((

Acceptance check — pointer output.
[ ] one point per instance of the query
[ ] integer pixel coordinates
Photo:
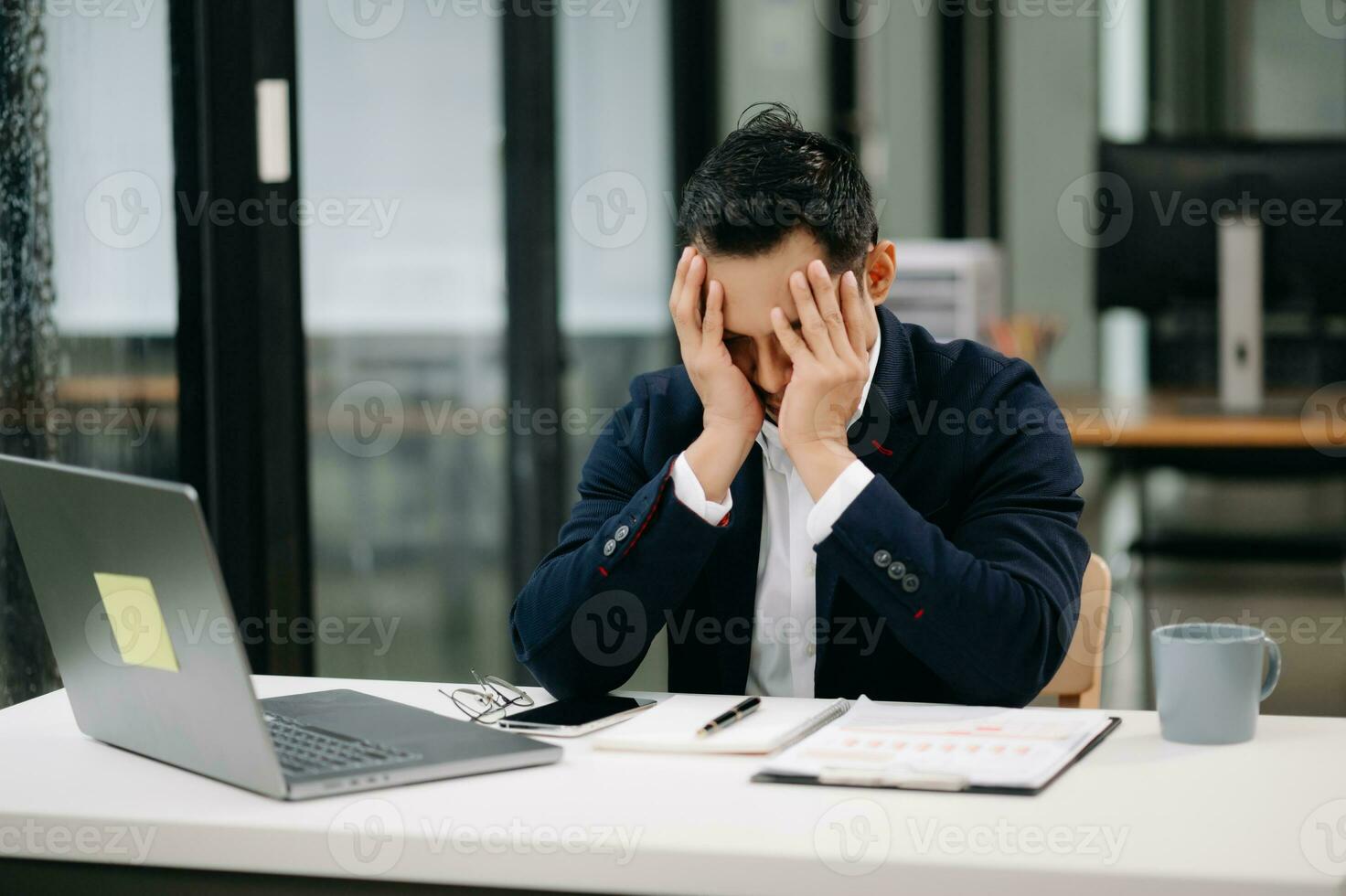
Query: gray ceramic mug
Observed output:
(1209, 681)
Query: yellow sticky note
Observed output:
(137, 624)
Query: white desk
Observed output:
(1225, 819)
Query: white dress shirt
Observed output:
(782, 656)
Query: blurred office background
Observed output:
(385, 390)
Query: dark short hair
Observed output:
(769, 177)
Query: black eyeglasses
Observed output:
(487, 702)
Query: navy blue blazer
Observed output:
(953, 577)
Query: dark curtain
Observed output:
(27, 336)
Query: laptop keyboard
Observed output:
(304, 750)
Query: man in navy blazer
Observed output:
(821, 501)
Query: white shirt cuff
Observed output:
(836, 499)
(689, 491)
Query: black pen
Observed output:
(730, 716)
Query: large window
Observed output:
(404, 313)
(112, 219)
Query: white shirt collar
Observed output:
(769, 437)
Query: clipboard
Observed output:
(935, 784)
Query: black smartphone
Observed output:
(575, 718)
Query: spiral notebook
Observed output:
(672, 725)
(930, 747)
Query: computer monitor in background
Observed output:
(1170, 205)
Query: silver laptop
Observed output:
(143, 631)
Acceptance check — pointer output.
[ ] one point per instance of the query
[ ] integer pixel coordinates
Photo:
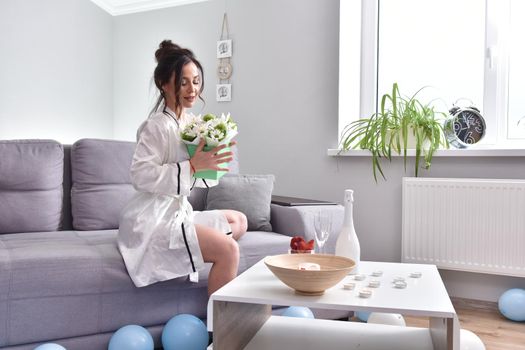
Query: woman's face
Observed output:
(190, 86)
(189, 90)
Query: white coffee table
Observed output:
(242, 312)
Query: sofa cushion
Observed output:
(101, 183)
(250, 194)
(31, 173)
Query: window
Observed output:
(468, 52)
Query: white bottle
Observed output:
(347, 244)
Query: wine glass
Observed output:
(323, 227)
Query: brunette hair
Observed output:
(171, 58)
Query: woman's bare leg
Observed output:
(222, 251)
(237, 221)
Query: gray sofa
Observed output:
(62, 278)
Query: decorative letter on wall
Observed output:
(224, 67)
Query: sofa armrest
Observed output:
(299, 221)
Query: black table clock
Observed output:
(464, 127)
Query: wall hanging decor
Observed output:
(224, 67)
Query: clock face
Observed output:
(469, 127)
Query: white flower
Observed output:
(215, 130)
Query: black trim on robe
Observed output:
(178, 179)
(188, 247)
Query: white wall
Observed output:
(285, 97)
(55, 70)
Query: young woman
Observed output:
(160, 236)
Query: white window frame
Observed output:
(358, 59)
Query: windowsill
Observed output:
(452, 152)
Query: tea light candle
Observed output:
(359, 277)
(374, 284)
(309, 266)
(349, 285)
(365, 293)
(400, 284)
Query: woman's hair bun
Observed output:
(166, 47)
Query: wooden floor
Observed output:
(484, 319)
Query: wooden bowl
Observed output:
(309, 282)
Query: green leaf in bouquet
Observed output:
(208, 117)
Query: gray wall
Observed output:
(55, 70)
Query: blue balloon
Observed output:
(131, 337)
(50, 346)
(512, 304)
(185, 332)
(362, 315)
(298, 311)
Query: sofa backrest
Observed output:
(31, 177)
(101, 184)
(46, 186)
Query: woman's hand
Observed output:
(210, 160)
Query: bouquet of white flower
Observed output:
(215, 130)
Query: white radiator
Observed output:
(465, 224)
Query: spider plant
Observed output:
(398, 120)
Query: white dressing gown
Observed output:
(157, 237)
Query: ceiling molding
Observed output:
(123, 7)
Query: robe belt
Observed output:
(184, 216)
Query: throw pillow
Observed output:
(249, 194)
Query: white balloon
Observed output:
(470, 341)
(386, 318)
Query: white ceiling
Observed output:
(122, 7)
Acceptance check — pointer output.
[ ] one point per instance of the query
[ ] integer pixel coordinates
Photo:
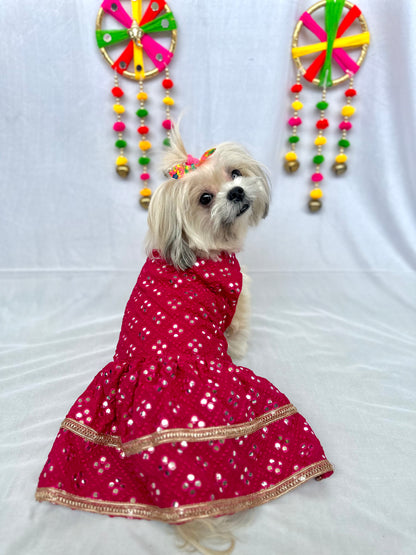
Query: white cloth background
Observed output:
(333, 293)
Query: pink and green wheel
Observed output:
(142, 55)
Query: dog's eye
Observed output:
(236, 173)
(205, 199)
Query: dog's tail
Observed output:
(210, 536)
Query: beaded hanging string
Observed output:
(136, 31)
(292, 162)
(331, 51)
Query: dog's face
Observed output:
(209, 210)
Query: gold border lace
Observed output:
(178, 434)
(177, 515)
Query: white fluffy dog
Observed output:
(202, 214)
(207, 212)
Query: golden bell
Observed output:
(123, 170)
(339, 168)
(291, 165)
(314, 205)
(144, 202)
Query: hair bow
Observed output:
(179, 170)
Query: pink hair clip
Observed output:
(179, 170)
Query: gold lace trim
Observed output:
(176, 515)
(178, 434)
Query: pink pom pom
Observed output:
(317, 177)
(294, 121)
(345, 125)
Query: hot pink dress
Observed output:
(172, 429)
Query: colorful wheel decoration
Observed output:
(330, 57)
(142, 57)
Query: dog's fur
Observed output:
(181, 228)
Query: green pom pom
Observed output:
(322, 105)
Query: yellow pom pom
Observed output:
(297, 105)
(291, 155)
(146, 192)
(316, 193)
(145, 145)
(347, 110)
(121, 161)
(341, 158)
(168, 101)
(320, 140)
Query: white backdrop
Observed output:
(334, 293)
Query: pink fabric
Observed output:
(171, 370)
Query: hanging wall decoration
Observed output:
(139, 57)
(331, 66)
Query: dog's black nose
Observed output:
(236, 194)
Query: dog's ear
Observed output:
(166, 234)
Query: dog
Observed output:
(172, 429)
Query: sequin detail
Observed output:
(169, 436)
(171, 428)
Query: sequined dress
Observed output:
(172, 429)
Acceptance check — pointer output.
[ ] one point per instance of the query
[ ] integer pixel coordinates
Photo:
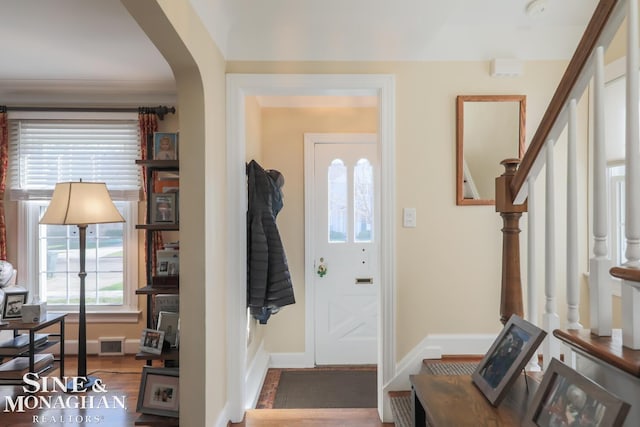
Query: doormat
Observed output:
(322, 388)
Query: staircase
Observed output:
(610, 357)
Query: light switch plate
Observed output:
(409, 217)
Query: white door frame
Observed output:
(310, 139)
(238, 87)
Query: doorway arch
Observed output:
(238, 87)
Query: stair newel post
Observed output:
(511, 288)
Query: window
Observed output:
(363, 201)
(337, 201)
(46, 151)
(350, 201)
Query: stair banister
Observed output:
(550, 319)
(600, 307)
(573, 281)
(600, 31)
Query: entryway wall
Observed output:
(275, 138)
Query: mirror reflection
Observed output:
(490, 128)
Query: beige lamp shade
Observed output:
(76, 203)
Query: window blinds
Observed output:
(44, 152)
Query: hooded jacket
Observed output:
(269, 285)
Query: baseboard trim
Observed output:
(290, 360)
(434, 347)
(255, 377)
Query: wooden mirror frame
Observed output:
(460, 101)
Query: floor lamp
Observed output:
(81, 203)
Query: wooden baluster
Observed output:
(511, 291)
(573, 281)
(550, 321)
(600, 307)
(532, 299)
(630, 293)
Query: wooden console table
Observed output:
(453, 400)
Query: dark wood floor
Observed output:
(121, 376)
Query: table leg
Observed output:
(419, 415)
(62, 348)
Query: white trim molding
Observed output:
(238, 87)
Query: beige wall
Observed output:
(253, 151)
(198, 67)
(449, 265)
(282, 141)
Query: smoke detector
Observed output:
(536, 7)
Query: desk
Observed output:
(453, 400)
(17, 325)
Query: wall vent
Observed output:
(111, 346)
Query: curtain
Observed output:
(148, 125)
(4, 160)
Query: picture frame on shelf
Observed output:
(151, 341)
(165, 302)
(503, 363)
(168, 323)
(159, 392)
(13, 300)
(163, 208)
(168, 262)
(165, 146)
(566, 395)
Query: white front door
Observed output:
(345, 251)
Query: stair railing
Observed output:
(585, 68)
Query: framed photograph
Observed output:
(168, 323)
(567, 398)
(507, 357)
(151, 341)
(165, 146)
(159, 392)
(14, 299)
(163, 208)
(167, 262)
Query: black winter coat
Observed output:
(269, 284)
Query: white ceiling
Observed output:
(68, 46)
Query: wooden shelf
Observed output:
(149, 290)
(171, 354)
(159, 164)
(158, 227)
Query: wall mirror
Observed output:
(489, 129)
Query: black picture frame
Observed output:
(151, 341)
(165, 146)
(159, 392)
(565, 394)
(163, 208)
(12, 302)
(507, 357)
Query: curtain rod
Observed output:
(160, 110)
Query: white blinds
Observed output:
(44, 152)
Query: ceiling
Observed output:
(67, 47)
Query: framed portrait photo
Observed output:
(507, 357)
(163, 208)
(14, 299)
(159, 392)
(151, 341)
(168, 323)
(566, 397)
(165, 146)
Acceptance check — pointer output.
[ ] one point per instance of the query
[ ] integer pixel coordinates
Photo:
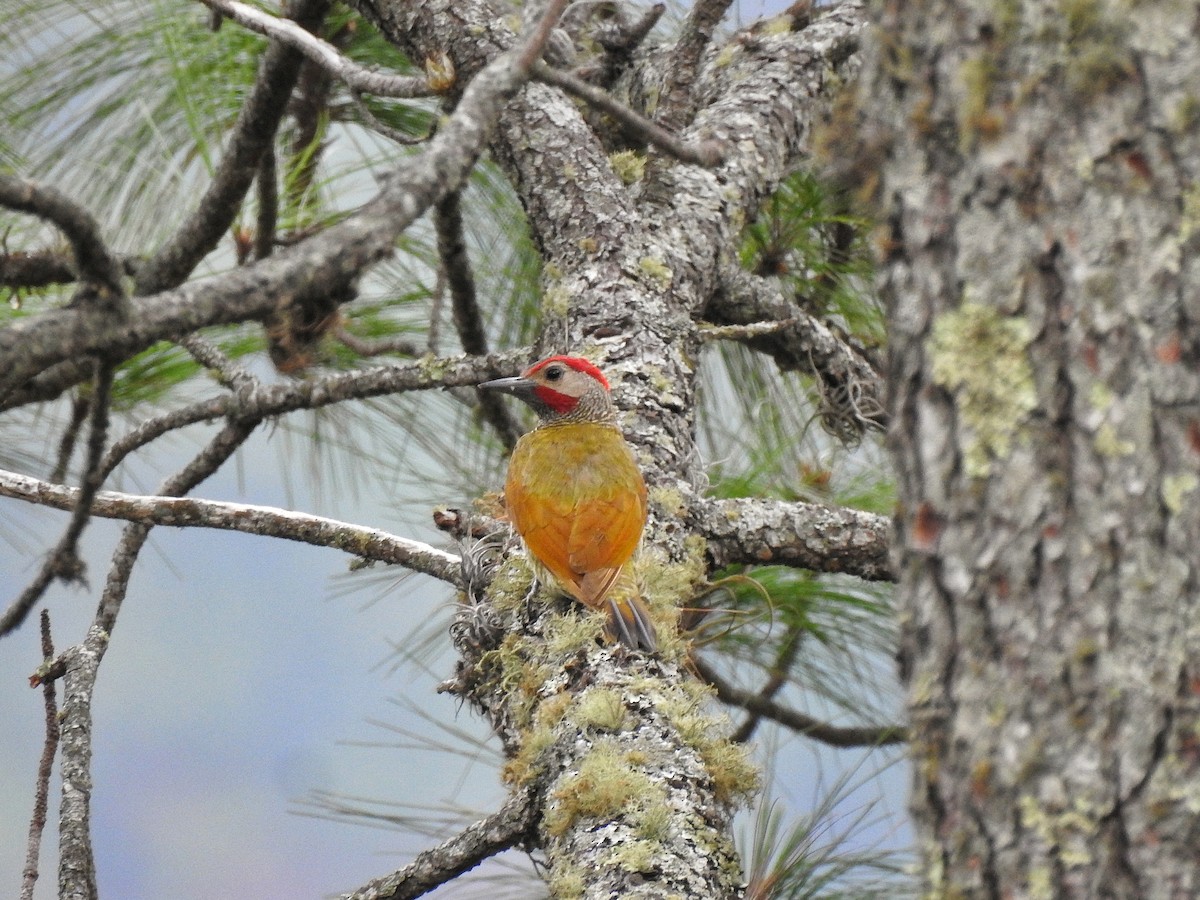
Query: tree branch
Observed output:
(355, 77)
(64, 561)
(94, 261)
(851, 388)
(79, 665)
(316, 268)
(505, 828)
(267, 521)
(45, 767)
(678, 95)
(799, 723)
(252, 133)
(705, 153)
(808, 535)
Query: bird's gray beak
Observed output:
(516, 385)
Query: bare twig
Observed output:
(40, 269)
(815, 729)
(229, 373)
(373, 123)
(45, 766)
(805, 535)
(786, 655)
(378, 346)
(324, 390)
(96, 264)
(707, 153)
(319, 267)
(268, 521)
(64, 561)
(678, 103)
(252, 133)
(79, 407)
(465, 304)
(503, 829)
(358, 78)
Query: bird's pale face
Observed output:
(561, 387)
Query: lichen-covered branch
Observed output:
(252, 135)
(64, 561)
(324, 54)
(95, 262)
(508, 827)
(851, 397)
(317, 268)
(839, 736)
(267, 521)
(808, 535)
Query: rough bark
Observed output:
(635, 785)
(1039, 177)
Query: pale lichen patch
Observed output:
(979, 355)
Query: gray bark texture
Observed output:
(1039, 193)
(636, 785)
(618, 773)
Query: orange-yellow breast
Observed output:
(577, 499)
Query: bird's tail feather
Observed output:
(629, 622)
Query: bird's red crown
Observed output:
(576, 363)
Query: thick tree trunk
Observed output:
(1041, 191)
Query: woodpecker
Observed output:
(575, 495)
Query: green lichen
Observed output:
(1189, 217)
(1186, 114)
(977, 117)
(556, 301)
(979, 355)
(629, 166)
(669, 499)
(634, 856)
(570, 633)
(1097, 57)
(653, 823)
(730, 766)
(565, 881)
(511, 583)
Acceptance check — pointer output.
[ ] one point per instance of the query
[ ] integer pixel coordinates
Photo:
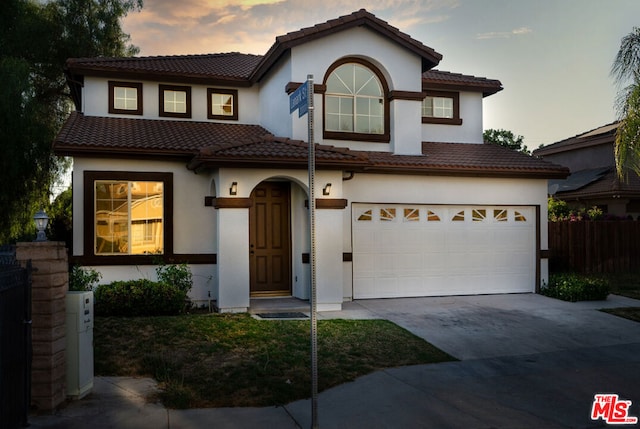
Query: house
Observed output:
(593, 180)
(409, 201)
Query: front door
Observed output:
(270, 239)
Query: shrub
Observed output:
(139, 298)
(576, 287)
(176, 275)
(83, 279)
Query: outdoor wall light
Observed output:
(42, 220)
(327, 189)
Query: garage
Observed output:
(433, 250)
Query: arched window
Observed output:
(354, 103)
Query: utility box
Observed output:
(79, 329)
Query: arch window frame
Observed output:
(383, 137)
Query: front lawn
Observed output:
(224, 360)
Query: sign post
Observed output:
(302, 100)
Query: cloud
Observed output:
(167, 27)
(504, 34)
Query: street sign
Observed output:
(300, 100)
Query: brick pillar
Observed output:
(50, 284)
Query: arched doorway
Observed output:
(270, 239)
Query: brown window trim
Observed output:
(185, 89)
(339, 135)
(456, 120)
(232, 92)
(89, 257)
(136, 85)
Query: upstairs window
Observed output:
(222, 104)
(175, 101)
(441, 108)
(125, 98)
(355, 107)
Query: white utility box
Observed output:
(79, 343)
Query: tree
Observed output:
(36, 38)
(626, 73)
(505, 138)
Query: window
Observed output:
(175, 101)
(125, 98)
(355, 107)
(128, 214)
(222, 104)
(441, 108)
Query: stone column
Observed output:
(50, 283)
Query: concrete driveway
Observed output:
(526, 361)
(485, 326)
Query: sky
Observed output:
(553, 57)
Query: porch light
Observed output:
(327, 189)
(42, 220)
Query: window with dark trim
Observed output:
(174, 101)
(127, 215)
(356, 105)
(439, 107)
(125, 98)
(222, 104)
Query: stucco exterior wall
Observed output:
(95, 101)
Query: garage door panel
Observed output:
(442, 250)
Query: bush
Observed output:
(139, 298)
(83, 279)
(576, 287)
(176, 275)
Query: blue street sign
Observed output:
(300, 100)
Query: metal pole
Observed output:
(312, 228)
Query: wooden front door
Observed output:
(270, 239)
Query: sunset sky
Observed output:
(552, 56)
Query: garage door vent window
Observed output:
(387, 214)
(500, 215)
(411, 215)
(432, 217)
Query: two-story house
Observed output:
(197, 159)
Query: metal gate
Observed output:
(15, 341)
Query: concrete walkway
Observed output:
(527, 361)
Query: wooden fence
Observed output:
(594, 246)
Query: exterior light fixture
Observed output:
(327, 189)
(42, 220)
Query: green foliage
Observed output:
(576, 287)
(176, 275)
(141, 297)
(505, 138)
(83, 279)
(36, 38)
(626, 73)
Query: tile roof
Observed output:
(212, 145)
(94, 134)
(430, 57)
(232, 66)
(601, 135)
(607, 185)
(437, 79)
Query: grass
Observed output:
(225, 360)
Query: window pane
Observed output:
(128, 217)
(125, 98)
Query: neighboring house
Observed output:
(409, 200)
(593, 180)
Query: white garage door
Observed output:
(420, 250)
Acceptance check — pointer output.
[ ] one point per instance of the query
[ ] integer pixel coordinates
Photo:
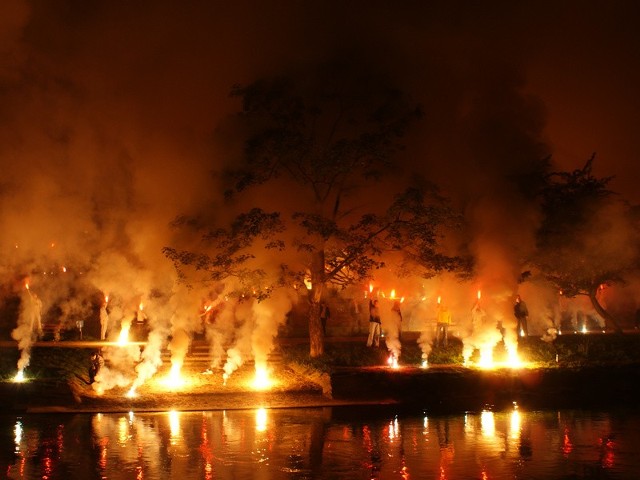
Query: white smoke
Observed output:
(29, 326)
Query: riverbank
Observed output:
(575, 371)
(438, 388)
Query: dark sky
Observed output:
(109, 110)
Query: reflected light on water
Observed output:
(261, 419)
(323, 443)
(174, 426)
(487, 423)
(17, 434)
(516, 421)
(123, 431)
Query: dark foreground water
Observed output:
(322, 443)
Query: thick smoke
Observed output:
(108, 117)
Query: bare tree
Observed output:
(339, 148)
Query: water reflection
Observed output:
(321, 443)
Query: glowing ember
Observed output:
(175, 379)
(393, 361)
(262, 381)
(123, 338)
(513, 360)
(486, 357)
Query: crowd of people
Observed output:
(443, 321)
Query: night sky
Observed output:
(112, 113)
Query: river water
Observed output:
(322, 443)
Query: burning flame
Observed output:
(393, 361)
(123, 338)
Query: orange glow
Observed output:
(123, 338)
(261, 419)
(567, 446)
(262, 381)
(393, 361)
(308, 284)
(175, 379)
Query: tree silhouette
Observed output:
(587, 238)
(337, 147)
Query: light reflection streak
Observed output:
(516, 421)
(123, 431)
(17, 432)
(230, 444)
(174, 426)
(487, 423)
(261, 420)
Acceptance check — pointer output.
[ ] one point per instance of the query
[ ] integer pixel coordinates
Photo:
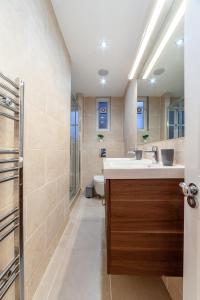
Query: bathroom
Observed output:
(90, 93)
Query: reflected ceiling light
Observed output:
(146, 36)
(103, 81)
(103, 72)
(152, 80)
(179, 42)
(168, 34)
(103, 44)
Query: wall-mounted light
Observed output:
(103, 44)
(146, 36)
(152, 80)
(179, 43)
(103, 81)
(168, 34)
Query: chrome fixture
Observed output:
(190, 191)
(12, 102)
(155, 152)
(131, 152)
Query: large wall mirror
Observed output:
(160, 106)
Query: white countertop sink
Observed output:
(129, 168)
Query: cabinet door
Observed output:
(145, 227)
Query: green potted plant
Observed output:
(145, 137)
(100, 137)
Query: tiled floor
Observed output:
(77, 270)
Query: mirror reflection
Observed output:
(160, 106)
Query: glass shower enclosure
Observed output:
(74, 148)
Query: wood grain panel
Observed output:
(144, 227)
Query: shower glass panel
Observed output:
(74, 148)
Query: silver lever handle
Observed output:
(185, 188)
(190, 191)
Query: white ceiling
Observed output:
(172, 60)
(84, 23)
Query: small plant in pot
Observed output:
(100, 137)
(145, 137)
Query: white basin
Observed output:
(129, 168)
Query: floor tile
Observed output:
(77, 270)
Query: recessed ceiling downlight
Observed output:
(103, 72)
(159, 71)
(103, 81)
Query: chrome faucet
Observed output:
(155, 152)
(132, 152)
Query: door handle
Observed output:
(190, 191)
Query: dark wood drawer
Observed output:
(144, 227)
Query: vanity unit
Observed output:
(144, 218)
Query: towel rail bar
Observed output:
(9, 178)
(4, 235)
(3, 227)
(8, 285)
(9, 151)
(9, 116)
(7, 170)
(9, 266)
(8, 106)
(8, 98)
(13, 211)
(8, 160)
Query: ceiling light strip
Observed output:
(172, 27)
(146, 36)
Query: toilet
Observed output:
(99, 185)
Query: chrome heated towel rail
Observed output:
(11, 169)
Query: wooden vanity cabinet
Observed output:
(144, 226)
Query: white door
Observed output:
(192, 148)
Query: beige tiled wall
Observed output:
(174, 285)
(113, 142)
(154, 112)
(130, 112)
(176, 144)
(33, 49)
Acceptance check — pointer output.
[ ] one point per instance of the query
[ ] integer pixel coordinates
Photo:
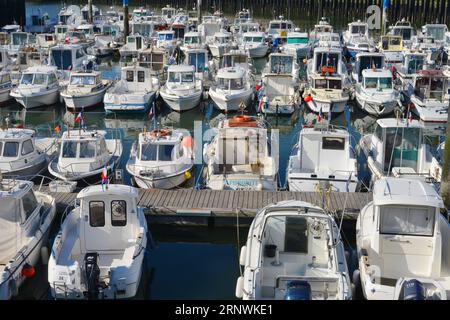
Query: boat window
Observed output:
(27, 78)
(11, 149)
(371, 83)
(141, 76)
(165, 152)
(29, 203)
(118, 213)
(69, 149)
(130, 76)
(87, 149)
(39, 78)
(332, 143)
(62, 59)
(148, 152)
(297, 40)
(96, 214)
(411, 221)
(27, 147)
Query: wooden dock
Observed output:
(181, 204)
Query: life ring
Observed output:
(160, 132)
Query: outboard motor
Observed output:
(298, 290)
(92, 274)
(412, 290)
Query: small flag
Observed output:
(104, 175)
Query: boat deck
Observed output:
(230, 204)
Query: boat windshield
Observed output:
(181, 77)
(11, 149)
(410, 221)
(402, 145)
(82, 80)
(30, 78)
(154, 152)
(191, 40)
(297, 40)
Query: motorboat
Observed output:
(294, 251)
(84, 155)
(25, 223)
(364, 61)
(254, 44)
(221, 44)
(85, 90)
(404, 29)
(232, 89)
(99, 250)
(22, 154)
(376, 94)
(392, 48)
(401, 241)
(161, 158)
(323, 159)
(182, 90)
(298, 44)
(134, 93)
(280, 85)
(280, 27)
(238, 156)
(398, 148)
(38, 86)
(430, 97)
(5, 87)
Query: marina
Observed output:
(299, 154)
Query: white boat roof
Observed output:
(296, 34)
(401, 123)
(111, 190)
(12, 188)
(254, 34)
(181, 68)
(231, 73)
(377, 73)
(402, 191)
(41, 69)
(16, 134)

))

OBJECTIVE:
Pictures are not part of the copy; reproduce exactly and only the lines from the line containing "Query: ceiling light strip" through the end of the listing.

ANSWER TO THE TASK:
Query: ceiling light strip
Observed output:
(172, 27)
(146, 36)
Query: toilet
Observed output:
(99, 185)
Query: chrome heated towel rail
Observed output:
(11, 169)
Query: wooden vanity cabinet
Observed output:
(144, 226)
Query: white door
Observed output:
(192, 148)
Query: beige tiled wall
Observed output:
(174, 285)
(113, 142)
(154, 112)
(130, 112)
(176, 144)
(33, 49)
Acceptance check — pointer output.
[ ] one point per instance of the query
[ ] integer pixel coordinates
Photo:
Query: boat window
Observed output:
(27, 78)
(11, 149)
(371, 83)
(141, 76)
(165, 152)
(29, 203)
(118, 213)
(69, 149)
(130, 76)
(87, 149)
(39, 78)
(332, 143)
(62, 59)
(148, 152)
(297, 40)
(96, 214)
(411, 221)
(27, 147)
Query: wooden dock
Observed output:
(181, 204)
Query: life ring
Observed output:
(160, 132)
Query: outboard motor
Observed output:
(298, 290)
(92, 274)
(412, 290)
Query: small flag
Observed output:
(104, 175)
Query: boat deck
Observed output:
(230, 204)
Query: boat windshield
Observed output:
(181, 77)
(11, 149)
(410, 221)
(402, 145)
(82, 80)
(30, 78)
(154, 152)
(191, 40)
(297, 40)
Query: motorboat
Observed output:
(294, 251)
(84, 155)
(25, 223)
(364, 61)
(254, 44)
(221, 44)
(85, 90)
(404, 29)
(232, 89)
(99, 250)
(22, 154)
(376, 94)
(392, 48)
(401, 241)
(161, 158)
(323, 159)
(182, 90)
(298, 44)
(134, 93)
(280, 85)
(280, 27)
(238, 156)
(398, 148)
(38, 86)
(430, 97)
(5, 87)
Query: marina
Observed output:
(299, 154)
Query: white boat roof
Observed output:
(296, 34)
(401, 123)
(111, 190)
(12, 188)
(254, 34)
(181, 68)
(231, 73)
(377, 73)
(402, 191)
(41, 69)
(16, 134)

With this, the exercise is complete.